Material supplied
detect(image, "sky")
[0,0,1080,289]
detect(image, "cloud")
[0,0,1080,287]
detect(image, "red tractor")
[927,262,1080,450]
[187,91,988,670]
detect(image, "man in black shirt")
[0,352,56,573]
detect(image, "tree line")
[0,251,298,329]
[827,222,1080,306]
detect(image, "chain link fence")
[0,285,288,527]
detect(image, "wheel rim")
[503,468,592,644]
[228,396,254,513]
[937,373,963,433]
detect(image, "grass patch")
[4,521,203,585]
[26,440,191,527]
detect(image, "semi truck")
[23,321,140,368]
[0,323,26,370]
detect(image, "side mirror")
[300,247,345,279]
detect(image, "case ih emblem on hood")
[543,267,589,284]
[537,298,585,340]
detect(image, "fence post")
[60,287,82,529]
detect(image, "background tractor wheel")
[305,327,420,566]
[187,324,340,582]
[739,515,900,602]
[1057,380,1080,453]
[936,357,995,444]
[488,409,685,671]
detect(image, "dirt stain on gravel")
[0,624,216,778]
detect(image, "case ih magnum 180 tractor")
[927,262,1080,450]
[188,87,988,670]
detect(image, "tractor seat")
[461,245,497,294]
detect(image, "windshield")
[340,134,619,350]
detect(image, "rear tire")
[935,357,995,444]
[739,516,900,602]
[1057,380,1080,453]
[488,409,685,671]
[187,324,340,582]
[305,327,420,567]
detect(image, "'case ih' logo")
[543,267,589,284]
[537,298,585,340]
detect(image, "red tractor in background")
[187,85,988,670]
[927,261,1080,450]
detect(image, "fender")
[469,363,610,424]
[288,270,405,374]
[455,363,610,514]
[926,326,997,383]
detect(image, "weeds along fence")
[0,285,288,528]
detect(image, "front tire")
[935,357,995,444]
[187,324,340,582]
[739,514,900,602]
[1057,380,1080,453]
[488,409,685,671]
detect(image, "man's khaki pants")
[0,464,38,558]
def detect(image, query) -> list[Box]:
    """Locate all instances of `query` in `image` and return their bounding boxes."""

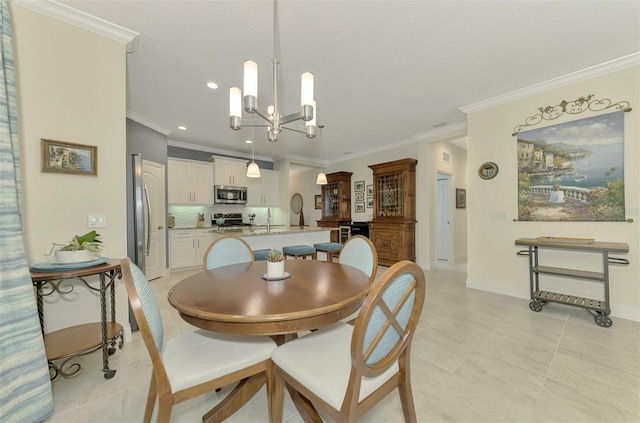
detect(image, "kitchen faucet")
[267,207,271,232]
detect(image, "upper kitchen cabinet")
[167,159,213,205]
[247,169,280,206]
[214,157,247,187]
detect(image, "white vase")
[267,261,284,278]
[55,250,93,263]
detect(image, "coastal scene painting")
[518,111,625,222]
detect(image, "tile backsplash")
[168,204,284,228]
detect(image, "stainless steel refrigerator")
[127,154,151,330]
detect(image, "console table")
[31,260,123,380]
[516,237,629,327]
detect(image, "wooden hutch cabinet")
[369,159,418,266]
[318,172,352,242]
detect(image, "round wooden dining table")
[168,260,369,422]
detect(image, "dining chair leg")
[156,394,173,423]
[267,360,284,423]
[142,371,158,423]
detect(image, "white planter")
[267,261,284,278]
[55,250,93,263]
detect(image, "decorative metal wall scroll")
[478,162,498,180]
[511,94,631,137]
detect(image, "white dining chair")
[202,235,254,270]
[120,258,276,423]
[338,235,378,322]
[269,260,425,422]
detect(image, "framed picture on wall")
[456,188,467,209]
[40,138,98,176]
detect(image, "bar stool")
[253,248,271,261]
[282,245,318,260]
[313,242,342,261]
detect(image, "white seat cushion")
[162,330,276,392]
[271,322,398,410]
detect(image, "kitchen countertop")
[171,225,331,236]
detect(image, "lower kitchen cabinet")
[169,229,213,269]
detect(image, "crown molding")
[11,0,140,53]
[411,122,467,142]
[127,109,171,136]
[458,52,640,115]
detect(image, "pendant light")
[247,128,260,178]
[316,125,327,185]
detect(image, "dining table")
[168,259,369,422]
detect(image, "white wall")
[467,66,640,320]
[287,169,322,227]
[10,3,128,332]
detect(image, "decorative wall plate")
[478,162,498,180]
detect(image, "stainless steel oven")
[213,185,247,204]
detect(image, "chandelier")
[229,0,316,142]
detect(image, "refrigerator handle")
[143,184,151,256]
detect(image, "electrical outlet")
[87,214,107,228]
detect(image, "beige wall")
[11,4,128,332]
[467,66,640,320]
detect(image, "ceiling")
[61,0,640,163]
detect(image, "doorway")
[142,160,166,280]
[436,172,452,262]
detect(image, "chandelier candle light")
[316,125,327,185]
[229,0,316,142]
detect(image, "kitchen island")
[169,225,331,271]
[212,226,331,251]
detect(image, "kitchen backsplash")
[168,204,284,228]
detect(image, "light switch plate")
[87,214,107,228]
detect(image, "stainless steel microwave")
[213,185,247,204]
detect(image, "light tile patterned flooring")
[47,264,640,423]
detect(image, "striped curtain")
[0,0,53,423]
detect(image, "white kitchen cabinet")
[247,169,280,206]
[167,159,214,205]
[215,157,247,187]
[169,229,196,269]
[196,229,213,265]
[169,228,214,269]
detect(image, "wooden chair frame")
[121,258,273,423]
[268,260,426,422]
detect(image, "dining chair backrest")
[338,235,378,285]
[120,258,164,359]
[202,235,253,271]
[342,260,426,420]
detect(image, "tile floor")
[47,264,640,423]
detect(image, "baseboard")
[467,278,640,322]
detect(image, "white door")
[436,172,451,261]
[142,160,166,280]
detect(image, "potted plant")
[51,231,102,263]
[267,248,284,278]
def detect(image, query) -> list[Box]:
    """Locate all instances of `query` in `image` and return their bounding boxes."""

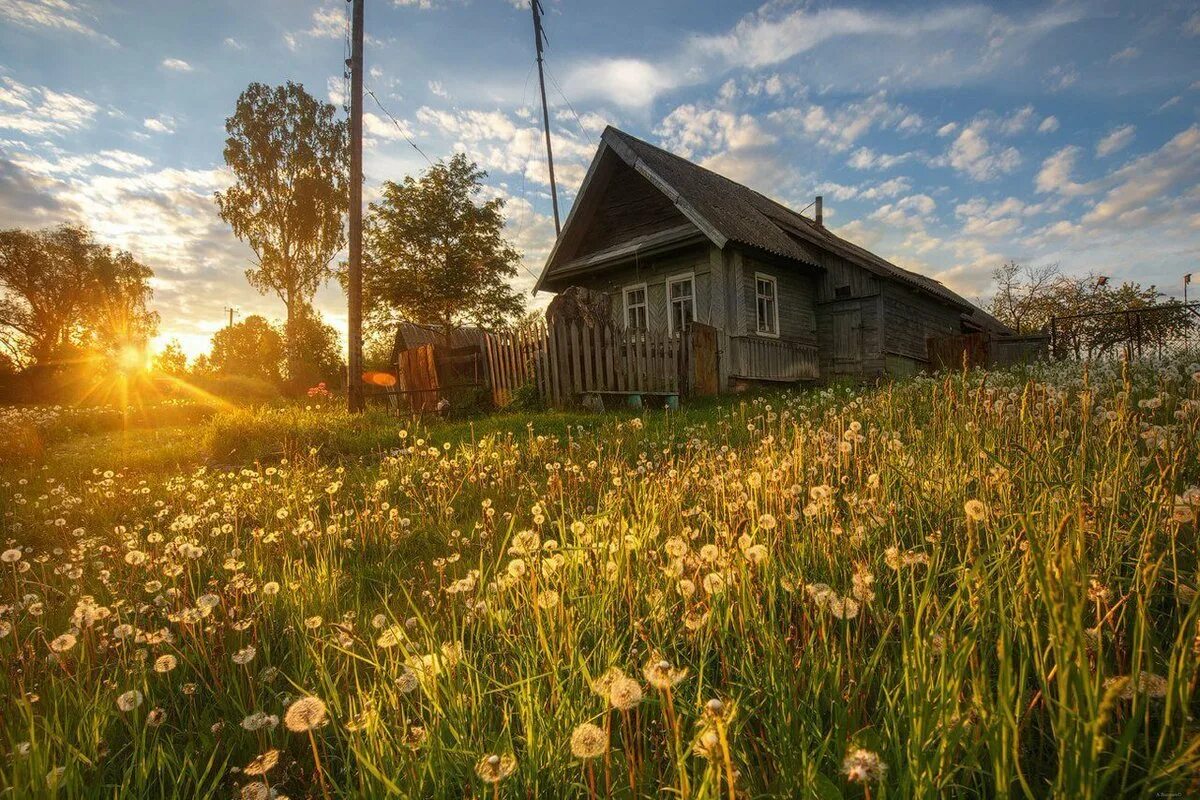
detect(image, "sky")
[0,0,1200,355]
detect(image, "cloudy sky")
[0,0,1200,354]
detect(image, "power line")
[546,65,595,145]
[367,89,433,167]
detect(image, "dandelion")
[116,688,143,712]
[283,696,326,733]
[241,747,280,776]
[230,644,258,666]
[50,633,76,652]
[841,747,888,783]
[608,675,642,711]
[571,722,608,759]
[475,753,517,783]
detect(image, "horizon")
[0,0,1200,357]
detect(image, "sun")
[116,344,154,375]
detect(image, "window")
[625,283,647,331]
[667,272,696,333]
[754,272,779,336]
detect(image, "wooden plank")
[571,323,583,399]
[580,326,595,392]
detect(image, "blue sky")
[0,0,1200,353]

Problem details
Print all of the material above line for line, changing nothing. Leave the pictures out of your answer.

Task output
detect(image, "sky")
[0,0,1080,289]
detect(image, "cloud")
[0,0,1080,287]
detect(image, "red tractor")
[927,262,1080,450]
[187,91,988,670]
detect(image, "man in black shirt")
[0,352,56,573]
detect(image, "tree line")
[0,251,298,329]
[827,222,1080,306]
detect(image, "chain link fence")
[0,285,288,527]
detect(image, "wheel rim")
[503,468,592,644]
[228,396,254,513]
[937,373,963,433]
detect(image, "grass patch")
[4,521,203,585]
[26,440,191,527]
detect(image, "semi truck")
[23,321,140,368]
[0,323,26,370]
detect(image, "side mirror")
[300,247,345,279]
detect(image, "case ih emblem on hood")
[543,267,589,284]
[537,298,585,340]
detect(image, "fence post")
[60,287,82,529]
detect(image, "background tractor wheel")
[305,327,420,566]
[187,324,340,582]
[739,515,900,602]
[1057,380,1080,453]
[936,357,995,444]
[488,409,685,671]
detect(image, "dirt stain on gravel")
[0,624,216,778]
detect(image, "case ih magnum 180 tractor")
[927,262,1080,450]
[188,87,988,670]
detect(image, "tractor seat")
[461,245,497,294]
detect(image, "windshield")
[340,134,619,350]
detect(image, "rear tire")
[935,357,995,444]
[739,516,900,602]
[1057,380,1080,453]
[488,409,685,671]
[187,324,340,582]
[305,327,420,567]
detect(image, "'case ih' logo")
[543,267,589,284]
[537,298,585,340]
detect(image, "red tractor in background")
[187,85,988,670]
[927,261,1080,450]
detect(image, "fender")
[469,363,610,424]
[288,270,405,374]
[455,363,610,514]
[926,326,997,383]
detect(image, "weeds along fence")
[0,285,288,528]
detect(image, "front tire")
[935,357,995,444]
[187,324,340,582]
[739,514,900,602]
[1057,380,1080,453]
[488,409,685,671]
detect(image, "man's khaki pants")
[0,464,38,558]
def detect(image, query) -> list[Box]:
    """Locate all instances of `query` in `image` and return their bounding boxes."""

detect(image, "kitchen faucet")
[267,207,271,232]
detect(image, "upper kitchen cabinet")
[167,159,213,205]
[247,169,280,206]
[214,157,247,187]
detect(image, "white vase")
[267,261,284,278]
[55,250,93,263]
detect(image, "coastal scene painting")
[518,111,625,222]
detect(image, "tile backsplash")
[168,204,284,228]
detect(image, "stainless steel refrigerator")
[127,154,151,330]
detect(image, "console table")
[31,260,123,380]
[516,237,629,327]
detect(image, "wooden hutch cabinet")
[369,159,418,266]
[318,172,352,242]
detect(image, "round wooden dining table")
[168,260,369,422]
detect(image, "dining chair leg")
[156,394,173,423]
[267,360,284,423]
[142,371,158,423]
detect(image, "white planter")
[267,261,284,278]
[55,250,93,263]
detect(image, "decorative metal wall scroll")
[478,162,498,180]
[511,94,631,137]
detect(image, "white dining chair")
[202,235,254,270]
[120,258,276,423]
[338,235,378,322]
[269,260,425,422]
detect(image, "framed picture on wall")
[456,188,467,209]
[40,138,98,176]
detect(image, "bar stool")
[253,248,271,261]
[282,245,318,260]
[313,242,342,261]
detect(image, "white seat cushion")
[162,330,276,392]
[271,322,398,410]
detect(image, "kitchen countertop")
[171,225,331,236]
detect(image, "lower kitchen cabinet")
[169,229,213,269]
detect(image, "crown molding")
[11,0,140,53]
[411,122,467,142]
[127,109,171,136]
[458,52,640,115]
detect(image, "pendant light")
[247,128,260,178]
[316,125,327,185]
detect(image, "dining table")
[168,259,369,422]
detect(image, "white wall")
[467,66,640,320]
[287,169,322,227]
[10,3,128,332]
detect(image, "decorative wall plate")
[478,162,498,180]
detect(image, "stainless steel oven")
[213,185,247,204]
detect(image, "chandelier")
[229,0,316,142]
detect(image, "refrigerator handle")
[143,184,151,256]
detect(image, "electrical outlet")
[87,214,107,228]
detect(image, "beige wall")
[11,4,128,332]
[467,66,640,320]
detect(image, "ceiling")
[61,0,640,163]
detect(image, "doorway")
[142,160,166,280]
[436,172,452,262]
detect(image, "chandelier candle light")
[316,125,327,185]
[229,0,316,142]
detect(image, "kitchen island")
[169,225,331,271]
[212,226,331,251]
detect(image, "kitchen backsplash")
[168,204,284,228]
detect(image, "light switch plate")
[87,214,107,228]
detect(image, "stainless steel microwave")
[213,185,247,204]
detect(image, "light tile patterned flooring")
[47,264,640,423]
detect(image, "striped curtain")
[0,0,53,423]
detect(image, "white kitchen cabinet")
[247,169,280,206]
[167,159,214,205]
[215,157,247,187]
[169,229,196,269]
[196,229,213,265]
[169,228,214,269]
detect(image, "wooden chair frame")
[121,258,273,423]
[268,260,426,422]
detect(image, "dining chair backrest")
[338,235,378,285]
[120,258,164,359]
[202,235,253,271]
[342,260,426,420]
detect(image, "tile floor")
[47,264,640,423]
detect(image, "baseboard")
[467,278,640,322]
detect(image, "white door")
[436,172,451,261]
[142,160,166,280]
detect(image, "potted plant")
[51,231,102,263]
[267,248,284,278]
def detect(image, query) -> list[Box]:
    """Locate all instances of `query` in `image` and return their bounding boxes."""

detect(image, "sky")
[0,0,1200,355]
detect(image, "cloudy sky")
[0,0,1200,354]
detect(image, "power line")
[546,65,595,145]
[367,89,433,167]
detect(image, "dandelion")
[116,688,143,712]
[283,696,326,733]
[241,747,280,776]
[230,644,258,666]
[50,633,76,652]
[841,747,888,783]
[608,675,642,711]
[571,722,608,759]
[475,753,517,783]
detect(image, "horizon")
[0,0,1200,357]
detect(image, "sun")
[116,344,154,375]
detect(image, "window")
[625,283,647,331]
[667,272,696,333]
[754,272,779,336]
detect(image, "wooden plank")
[571,323,583,399]
[580,326,595,392]
detect(image, "blue sky")
[0,0,1200,353]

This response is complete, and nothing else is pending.